_任务说明_. 请说出下方列表中有几行含有字符串“raven”，只给出数字。

已存数据
____________________

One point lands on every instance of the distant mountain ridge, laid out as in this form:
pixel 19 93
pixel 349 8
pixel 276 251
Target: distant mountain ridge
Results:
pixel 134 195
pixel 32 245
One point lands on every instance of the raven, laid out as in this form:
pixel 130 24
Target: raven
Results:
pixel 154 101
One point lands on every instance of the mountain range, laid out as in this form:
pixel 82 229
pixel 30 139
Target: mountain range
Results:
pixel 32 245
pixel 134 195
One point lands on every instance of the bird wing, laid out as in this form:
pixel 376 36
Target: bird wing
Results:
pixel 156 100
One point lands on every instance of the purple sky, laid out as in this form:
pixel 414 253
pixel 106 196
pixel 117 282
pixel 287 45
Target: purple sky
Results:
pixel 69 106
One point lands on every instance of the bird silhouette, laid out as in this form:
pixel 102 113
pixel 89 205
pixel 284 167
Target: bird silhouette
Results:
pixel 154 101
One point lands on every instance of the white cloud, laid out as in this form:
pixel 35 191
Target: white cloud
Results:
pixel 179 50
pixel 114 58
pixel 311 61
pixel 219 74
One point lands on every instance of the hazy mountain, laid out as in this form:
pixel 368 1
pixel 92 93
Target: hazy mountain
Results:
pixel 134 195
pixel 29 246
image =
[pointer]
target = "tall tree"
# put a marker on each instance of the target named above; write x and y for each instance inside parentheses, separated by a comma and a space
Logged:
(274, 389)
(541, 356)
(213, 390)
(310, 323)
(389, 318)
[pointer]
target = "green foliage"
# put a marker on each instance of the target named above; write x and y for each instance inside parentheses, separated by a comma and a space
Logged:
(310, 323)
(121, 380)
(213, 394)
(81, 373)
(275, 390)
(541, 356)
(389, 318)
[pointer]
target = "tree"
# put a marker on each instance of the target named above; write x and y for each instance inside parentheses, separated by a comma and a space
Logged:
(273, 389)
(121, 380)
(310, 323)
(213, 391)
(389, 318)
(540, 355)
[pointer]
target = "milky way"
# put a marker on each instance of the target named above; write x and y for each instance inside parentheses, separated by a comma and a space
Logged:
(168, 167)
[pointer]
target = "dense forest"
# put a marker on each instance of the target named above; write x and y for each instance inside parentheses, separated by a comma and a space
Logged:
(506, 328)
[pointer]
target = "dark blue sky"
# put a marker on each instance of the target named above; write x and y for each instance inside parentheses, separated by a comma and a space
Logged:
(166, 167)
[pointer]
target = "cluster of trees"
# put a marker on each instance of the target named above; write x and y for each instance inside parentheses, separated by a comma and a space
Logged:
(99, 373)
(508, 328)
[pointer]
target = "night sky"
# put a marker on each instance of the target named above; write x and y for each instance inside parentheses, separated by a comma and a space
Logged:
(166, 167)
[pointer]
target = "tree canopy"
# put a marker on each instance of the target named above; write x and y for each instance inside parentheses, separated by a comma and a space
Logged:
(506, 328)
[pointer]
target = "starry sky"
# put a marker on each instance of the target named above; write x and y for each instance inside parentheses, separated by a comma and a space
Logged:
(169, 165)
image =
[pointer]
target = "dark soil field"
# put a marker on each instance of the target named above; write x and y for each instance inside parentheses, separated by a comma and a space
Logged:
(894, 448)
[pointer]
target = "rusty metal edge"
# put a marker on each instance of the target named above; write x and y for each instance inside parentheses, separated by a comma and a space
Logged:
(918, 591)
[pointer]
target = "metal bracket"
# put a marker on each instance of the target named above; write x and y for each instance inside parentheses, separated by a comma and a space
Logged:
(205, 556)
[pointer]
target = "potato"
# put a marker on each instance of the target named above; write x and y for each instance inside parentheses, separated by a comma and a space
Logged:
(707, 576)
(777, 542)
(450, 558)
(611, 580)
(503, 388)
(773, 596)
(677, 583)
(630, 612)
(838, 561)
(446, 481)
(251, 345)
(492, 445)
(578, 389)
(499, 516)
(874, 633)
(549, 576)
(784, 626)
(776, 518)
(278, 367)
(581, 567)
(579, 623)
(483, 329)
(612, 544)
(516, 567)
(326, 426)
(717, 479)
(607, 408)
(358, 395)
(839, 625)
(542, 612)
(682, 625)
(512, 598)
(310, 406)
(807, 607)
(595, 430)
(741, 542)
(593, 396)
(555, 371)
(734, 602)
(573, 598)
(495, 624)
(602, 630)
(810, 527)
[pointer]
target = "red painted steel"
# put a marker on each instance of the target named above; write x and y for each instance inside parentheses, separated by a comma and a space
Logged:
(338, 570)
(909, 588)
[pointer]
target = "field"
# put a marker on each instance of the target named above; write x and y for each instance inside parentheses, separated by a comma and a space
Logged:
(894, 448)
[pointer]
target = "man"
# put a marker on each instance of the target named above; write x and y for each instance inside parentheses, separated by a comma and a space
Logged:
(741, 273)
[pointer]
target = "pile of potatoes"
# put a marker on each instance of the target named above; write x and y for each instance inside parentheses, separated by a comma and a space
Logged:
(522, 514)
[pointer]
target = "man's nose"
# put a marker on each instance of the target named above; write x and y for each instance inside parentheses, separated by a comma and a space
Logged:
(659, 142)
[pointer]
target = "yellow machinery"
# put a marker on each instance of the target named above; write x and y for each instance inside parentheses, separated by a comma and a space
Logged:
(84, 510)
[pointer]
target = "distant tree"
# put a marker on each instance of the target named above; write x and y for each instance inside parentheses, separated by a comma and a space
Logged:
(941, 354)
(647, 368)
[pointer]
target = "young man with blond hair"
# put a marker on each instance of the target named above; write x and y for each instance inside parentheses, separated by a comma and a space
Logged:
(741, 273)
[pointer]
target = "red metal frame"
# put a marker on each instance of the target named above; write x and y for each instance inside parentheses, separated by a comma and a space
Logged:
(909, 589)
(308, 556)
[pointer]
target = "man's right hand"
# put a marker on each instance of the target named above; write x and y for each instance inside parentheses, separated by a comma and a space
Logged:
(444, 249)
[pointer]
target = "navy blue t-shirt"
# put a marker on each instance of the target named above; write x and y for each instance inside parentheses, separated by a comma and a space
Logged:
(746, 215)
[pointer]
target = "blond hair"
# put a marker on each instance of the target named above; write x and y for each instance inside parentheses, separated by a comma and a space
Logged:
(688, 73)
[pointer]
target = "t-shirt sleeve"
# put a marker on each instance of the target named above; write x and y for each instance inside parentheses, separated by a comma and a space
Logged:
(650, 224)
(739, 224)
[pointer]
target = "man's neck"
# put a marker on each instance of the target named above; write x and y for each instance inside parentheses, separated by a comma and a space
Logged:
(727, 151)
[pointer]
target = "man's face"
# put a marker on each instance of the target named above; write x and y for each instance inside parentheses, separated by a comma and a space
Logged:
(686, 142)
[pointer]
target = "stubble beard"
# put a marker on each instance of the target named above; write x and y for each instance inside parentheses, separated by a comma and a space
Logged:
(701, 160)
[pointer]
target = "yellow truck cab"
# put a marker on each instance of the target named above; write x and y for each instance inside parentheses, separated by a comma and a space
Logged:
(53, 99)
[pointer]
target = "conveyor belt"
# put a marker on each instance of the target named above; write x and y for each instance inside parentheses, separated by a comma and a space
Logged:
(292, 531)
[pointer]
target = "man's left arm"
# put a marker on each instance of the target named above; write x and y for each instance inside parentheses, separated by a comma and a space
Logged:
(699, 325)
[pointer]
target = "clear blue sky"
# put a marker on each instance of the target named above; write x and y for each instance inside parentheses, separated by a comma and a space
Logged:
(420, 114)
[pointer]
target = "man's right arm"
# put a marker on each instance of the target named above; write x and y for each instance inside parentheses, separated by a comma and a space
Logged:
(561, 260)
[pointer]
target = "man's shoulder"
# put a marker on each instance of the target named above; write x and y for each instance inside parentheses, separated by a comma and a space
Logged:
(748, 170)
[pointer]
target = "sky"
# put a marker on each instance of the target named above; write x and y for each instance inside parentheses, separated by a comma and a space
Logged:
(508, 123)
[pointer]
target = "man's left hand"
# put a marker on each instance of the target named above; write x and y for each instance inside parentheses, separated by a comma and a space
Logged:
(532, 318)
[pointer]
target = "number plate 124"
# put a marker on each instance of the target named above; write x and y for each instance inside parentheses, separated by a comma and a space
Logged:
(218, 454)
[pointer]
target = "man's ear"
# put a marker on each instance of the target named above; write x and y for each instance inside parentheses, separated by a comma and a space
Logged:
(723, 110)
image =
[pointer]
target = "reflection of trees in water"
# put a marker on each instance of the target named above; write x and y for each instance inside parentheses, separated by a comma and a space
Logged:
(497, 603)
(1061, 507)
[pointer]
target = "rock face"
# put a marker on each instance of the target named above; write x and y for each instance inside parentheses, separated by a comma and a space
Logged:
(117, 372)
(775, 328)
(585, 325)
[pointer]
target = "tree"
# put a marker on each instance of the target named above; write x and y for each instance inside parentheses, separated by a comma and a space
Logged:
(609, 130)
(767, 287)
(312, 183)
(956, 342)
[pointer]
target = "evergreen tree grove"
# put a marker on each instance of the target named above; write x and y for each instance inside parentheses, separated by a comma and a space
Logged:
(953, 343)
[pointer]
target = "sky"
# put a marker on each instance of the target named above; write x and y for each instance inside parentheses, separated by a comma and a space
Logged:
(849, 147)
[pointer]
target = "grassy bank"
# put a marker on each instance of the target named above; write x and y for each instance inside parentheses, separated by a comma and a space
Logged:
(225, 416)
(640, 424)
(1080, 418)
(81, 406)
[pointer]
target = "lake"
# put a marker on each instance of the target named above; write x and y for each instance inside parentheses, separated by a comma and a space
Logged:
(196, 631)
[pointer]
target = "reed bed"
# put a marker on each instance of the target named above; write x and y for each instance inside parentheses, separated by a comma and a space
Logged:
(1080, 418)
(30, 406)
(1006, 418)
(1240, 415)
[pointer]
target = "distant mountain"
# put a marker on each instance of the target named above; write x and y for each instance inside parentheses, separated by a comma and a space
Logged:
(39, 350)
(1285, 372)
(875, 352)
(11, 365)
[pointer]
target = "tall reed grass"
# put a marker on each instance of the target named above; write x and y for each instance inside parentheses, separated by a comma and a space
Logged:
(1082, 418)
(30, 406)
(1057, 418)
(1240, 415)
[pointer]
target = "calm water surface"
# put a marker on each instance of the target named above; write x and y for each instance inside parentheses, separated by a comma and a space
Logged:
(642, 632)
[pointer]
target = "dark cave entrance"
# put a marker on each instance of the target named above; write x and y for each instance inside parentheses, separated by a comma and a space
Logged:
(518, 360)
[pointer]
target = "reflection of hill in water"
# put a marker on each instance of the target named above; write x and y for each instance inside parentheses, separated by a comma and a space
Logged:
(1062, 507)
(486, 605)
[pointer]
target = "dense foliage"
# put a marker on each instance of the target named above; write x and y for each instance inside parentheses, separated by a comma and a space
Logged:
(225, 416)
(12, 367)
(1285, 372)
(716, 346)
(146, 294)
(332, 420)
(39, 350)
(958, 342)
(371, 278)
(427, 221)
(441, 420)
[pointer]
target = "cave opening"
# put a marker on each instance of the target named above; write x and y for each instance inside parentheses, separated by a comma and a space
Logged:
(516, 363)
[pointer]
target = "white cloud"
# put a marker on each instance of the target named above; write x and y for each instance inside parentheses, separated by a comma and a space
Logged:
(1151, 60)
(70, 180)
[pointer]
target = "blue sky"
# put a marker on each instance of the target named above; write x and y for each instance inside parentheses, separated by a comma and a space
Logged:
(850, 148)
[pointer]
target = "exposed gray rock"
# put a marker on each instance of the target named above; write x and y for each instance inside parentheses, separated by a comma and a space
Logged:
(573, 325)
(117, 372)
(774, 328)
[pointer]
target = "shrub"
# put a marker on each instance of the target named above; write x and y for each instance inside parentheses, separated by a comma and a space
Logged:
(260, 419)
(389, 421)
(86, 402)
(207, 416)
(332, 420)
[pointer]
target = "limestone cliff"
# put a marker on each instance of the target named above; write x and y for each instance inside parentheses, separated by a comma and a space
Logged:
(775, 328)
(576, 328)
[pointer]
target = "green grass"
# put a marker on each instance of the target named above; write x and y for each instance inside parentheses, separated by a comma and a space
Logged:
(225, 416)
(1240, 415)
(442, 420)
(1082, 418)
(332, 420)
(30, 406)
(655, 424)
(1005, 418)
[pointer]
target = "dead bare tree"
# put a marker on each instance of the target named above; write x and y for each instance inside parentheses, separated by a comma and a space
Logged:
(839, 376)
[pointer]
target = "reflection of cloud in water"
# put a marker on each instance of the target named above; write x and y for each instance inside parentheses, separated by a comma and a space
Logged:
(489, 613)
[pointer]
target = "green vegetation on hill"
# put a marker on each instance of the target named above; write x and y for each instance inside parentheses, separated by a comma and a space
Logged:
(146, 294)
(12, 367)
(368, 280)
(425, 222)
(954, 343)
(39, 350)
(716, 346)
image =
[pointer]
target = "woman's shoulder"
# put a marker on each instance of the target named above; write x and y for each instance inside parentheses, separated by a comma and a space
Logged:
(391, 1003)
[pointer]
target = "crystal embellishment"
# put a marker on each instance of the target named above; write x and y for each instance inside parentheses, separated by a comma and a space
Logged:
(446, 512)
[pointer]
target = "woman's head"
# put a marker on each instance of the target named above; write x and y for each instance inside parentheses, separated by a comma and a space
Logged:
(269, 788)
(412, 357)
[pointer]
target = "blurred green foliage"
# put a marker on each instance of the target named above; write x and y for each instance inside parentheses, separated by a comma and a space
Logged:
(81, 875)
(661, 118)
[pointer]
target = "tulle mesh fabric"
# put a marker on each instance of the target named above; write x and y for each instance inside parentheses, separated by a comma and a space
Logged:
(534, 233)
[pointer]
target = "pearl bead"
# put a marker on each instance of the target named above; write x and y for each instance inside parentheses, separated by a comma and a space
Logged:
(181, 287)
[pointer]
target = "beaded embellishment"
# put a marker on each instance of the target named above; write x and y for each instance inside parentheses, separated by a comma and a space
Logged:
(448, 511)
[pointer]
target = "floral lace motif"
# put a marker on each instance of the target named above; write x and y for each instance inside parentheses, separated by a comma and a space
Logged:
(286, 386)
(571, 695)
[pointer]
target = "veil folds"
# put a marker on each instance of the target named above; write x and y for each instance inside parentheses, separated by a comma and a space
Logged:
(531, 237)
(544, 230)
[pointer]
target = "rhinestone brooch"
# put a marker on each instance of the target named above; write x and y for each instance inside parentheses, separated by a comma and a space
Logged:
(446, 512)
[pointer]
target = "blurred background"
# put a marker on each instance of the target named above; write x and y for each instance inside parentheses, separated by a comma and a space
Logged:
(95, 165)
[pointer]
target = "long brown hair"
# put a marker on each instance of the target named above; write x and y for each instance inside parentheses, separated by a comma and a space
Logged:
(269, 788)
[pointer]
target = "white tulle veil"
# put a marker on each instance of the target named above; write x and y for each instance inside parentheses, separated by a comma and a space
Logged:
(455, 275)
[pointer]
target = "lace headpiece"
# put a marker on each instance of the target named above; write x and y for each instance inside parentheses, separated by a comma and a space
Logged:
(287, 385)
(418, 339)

____________________

_任务回答_. 2